[Texte présenté]:
Tourisme durable

Afrique du Sud : Le Cap ou la maîtrise de l’eau

12 Juin 2018 - Actualité / Initiatives / Préservation

Depuis plusieurs années, la région du Cap occidental en Afrique du Sud souffre de grandes sécheresses et d’un dérèglement climatique important, particulièrement depuis trois ans. Les pluies sont insuffisantes pour assurer les besoins en eau de la ville, qui eux ne cessent d’augmenter. D’une crise grave ressort un phénomène extraordinaire, un vrai changement de culture et de mentalité faisant du Cap une ville exemplaire dans le monde. Quand l’union fait la force, tout devient possible.

 

 
La ville du Cap dominée par Table Mountain ©Travel Start
La ville du Cap dominée par Table Mountain ©Travel Start
 
 
Le niveau d’eau dans les barrages, première source d’approvisionnement de la mégapole de 4 millions d’habitants, est dramatiquement bas. Depuis 2015, la sécheresse a changé le rapport des citoyens à l’eau. Ils ont progressivement adopté de nouveaux comportements avec un seul but : économiser l’eau. Le 1er février 2018, la ville en état de catastrophe naturelle, atteint un niveau de restriction d’eau de niveau 6B. Une consommation de 50 litres par jour et par personne devient alors la norme nécessaire pour éviter l’arrivée du jour zéro, « day zero » en anglais, où l’eau ne coulera plus aux robinets.
 
 
Theewaterskloof, le principal réservoir de la ville du Cap quasi asséché ©National Geographic
Theewaterskloof, le principal réservoir de la ville du Cap quasi asséché ©National Geographic

 

Au Cap, chaque goutte compte

 
Qu’est-ce que le jour zéro ? C’est lorsque que le gouvernement fermera tous les robinets et établira le rationnement des ressources à 25 litres par personne distribués dans des points de collecte. Cette « alarme écologique » arrive quand le niveau d’eau des barrages et réservoirs de la ville atteint le seuil critique de 13,5 % de ses capacités. Ce jour zéro initialement annoncé pour le 12 avril 2018 a été repoussé puis évité de justesse pour cette année.

[Matière à traiter]:

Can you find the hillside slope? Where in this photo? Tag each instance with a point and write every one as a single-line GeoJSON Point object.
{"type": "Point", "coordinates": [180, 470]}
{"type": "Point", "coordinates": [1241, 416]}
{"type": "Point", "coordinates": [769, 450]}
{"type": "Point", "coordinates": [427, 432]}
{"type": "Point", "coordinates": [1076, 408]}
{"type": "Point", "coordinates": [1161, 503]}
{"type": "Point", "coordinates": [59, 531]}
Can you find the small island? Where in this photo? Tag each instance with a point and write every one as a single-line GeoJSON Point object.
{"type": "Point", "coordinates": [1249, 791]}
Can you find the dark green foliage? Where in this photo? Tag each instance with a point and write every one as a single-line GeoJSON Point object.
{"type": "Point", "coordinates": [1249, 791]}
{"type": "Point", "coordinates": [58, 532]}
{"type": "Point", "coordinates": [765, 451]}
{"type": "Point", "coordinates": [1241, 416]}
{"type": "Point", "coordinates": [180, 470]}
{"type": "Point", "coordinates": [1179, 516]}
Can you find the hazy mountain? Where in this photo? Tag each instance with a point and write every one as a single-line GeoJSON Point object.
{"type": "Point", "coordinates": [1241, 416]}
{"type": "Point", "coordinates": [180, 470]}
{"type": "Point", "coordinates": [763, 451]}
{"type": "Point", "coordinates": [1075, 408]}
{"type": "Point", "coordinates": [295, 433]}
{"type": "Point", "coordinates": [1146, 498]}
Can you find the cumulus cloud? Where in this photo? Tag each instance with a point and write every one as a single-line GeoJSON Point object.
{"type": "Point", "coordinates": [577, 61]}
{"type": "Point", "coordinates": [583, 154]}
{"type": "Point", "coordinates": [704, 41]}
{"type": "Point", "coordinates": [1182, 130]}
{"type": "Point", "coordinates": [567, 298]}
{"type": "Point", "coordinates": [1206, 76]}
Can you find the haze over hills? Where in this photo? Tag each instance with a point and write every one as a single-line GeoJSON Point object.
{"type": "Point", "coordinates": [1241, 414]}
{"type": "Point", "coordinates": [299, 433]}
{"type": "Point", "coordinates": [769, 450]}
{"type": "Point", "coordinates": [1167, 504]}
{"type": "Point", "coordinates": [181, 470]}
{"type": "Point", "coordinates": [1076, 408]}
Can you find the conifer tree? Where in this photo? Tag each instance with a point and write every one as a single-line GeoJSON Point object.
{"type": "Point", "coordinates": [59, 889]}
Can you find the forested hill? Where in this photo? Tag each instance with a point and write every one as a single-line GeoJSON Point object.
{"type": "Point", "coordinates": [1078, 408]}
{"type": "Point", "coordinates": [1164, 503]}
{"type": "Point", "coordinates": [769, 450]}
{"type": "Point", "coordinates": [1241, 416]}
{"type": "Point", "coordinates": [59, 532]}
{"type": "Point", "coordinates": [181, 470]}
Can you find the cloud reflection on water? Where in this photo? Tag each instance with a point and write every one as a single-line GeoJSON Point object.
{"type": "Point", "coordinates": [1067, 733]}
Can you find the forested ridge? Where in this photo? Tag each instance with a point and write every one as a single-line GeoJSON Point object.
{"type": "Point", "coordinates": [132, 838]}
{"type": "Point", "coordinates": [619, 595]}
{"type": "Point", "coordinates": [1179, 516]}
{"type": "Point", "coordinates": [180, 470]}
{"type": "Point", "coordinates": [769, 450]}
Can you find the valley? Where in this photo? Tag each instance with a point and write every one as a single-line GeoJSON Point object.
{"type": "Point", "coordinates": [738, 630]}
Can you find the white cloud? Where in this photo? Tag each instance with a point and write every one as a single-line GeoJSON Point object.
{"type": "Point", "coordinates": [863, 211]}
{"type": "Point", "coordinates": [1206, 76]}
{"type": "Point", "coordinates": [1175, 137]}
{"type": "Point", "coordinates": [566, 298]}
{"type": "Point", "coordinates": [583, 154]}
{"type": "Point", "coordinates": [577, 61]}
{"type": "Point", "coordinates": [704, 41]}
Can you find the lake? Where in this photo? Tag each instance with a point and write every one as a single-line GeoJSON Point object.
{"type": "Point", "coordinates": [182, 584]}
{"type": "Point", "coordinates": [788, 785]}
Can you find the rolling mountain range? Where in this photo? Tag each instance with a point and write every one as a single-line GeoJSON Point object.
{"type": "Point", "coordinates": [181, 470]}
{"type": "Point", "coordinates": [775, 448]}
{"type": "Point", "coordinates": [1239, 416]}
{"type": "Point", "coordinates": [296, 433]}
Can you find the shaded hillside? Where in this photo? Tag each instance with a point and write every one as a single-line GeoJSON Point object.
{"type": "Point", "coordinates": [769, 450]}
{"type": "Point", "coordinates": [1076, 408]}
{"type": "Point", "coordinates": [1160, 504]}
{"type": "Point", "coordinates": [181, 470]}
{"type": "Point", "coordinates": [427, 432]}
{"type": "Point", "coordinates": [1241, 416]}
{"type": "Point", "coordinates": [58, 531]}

[Consigne écrite 1]: Recopiez fidèlement le passage du texte sur la pénurie d'eau au Cap qui va de « Afrique du Sud : Le » jusqu'à « tout devient possible. ».
[Consigne écrite 2]: Redonnez sans aucune modification les lignes de la liste qui vont de celle contenant « Can you find the rolling » jusqu'à la fin de la liste, ces deux bornes comprises.

[Réponse complète 1]:
Afrique du Sud : Le Cap ou la maîtrise de l’eau

12 Juin 2018 - Actualité / Initiatives / Préservation

Depuis plusieurs années, la région du Cap occidental en Afrique du Sud souffre de grandes sécheresses et d’un dérèglement climatique important, particulièrement depuis trois ans. Les pluies sont insuffisantes pour assurer les besoins en eau de la ville, qui eux ne cessent d’augmenter. D’une crise grave ressort un phénomène extraordinaire, un vrai changement de culture et de mentalité faisant du Cap une ville exemplaire dans le monde. Quand l’union fait la force, tout devient possible.

[Réponse complète 2]:
Can you find the rolling mountain range? Where in this photo? Tag each instance with a point and write every one as a single-line GeoJSON Point object.
{"type": "Point", "coordinates": [181, 470]}
{"type": "Point", "coordinates": [775, 448]}
{"type": "Point", "coordinates": [1239, 416]}
{"type": "Point", "coordinates": [296, 433]}
Can you find the shaded hillside? Where in this photo? Tag each instance with a point and write every one as a single-line GeoJSON Point object.
{"type": "Point", "coordinates": [769, 450]}
{"type": "Point", "coordinates": [1076, 408]}
{"type": "Point", "coordinates": [1160, 504]}
{"type": "Point", "coordinates": [181, 470]}
{"type": "Point", "coordinates": [427, 432]}
{"type": "Point", "coordinates": [1241, 416]}
{"type": "Point", "coordinates": [58, 531]}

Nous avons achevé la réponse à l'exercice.